**Task details**:
Reproduce the records below exactly as given.

====== Material shown ======

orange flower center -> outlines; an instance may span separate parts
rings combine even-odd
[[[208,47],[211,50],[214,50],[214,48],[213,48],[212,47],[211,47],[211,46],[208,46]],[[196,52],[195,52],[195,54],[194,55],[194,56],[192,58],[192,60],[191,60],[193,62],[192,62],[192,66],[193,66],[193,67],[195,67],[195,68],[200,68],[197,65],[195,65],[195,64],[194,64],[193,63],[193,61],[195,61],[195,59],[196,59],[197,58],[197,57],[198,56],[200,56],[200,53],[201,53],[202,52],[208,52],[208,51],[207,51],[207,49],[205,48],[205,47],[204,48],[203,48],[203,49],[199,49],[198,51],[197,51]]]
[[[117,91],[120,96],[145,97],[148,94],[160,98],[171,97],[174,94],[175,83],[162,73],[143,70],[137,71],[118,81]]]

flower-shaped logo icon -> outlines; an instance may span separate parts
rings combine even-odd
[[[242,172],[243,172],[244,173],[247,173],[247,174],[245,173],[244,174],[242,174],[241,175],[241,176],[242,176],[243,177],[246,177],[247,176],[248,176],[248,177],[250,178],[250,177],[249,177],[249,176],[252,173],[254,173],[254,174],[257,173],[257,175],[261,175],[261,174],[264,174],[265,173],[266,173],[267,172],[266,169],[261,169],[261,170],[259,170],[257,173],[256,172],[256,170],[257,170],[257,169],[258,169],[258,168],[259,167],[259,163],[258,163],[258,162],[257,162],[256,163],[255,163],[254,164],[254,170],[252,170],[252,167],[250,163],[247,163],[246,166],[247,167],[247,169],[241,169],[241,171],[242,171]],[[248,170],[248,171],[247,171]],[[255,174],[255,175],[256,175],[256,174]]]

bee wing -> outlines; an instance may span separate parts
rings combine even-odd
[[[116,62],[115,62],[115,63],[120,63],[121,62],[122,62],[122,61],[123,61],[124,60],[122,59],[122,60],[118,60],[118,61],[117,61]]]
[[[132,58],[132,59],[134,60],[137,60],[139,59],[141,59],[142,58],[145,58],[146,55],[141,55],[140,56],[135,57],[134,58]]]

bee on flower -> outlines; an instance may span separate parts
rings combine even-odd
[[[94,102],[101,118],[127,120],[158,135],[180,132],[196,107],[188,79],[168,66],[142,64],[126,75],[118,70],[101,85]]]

======

**Full solution**:
orange flower center -> outlines; an instance may span separate parts
rings combine even-odd
[[[208,47],[211,50],[214,50],[214,48],[213,48],[212,47],[211,47],[211,46],[208,46]],[[196,52],[195,52],[195,54],[194,55],[194,56],[192,58],[192,60],[191,60],[193,62],[192,62],[192,66],[193,66],[193,67],[195,67],[195,68],[200,68],[197,65],[195,65],[195,64],[194,64],[193,63],[193,61],[195,61],[195,59],[196,59],[197,58],[197,57],[198,56],[200,56],[200,53],[201,53],[202,52],[208,52],[208,51],[207,51],[207,49],[205,48],[205,47],[204,48],[203,48],[203,49],[199,49],[198,51],[197,51]]]
[[[117,91],[120,96],[145,97],[148,94],[160,98],[171,97],[174,94],[175,83],[162,73],[143,70],[137,71],[118,81]]]

flower-shaped logo icon -> outlines; an instance may span separate parts
rings combine even-odd
[[[242,172],[243,172],[244,173],[247,173],[247,174],[245,173],[244,174],[242,174],[241,175],[241,176],[242,176],[243,177],[246,177],[247,176],[248,176],[248,177],[250,178],[250,177],[249,177],[249,176],[252,173],[254,173],[254,174],[257,173],[257,175],[261,175],[261,174],[264,174],[265,173],[266,173],[267,172],[266,169],[261,169],[261,170],[259,170],[257,173],[256,172],[256,170],[257,170],[257,169],[258,169],[258,168],[259,167],[259,163],[258,163],[258,162],[257,162],[256,163],[255,163],[254,164],[254,170],[252,170],[252,167],[250,163],[247,163],[246,166],[247,167],[247,169],[241,169],[241,171],[242,171]],[[248,170],[248,171],[247,171]],[[255,174],[255,175],[256,175],[256,174]]]

bee wing -> outlines; an instance may span separate parts
rings combine even-odd
[[[116,62],[115,62],[115,63],[120,63],[121,62],[122,62],[122,61],[123,61],[124,60],[122,59],[122,60],[118,60],[118,61],[117,61]]]
[[[132,58],[132,59],[134,60],[137,60],[139,59],[141,59],[142,58],[145,58],[146,55],[141,55],[140,56],[135,57],[134,58]]]

bee on flower -> outlines; an instance may span separate parts
rings combine even-odd
[[[94,102],[101,118],[127,120],[158,135],[180,132],[196,107],[188,79],[168,66],[142,64],[126,75],[118,70],[101,85]]]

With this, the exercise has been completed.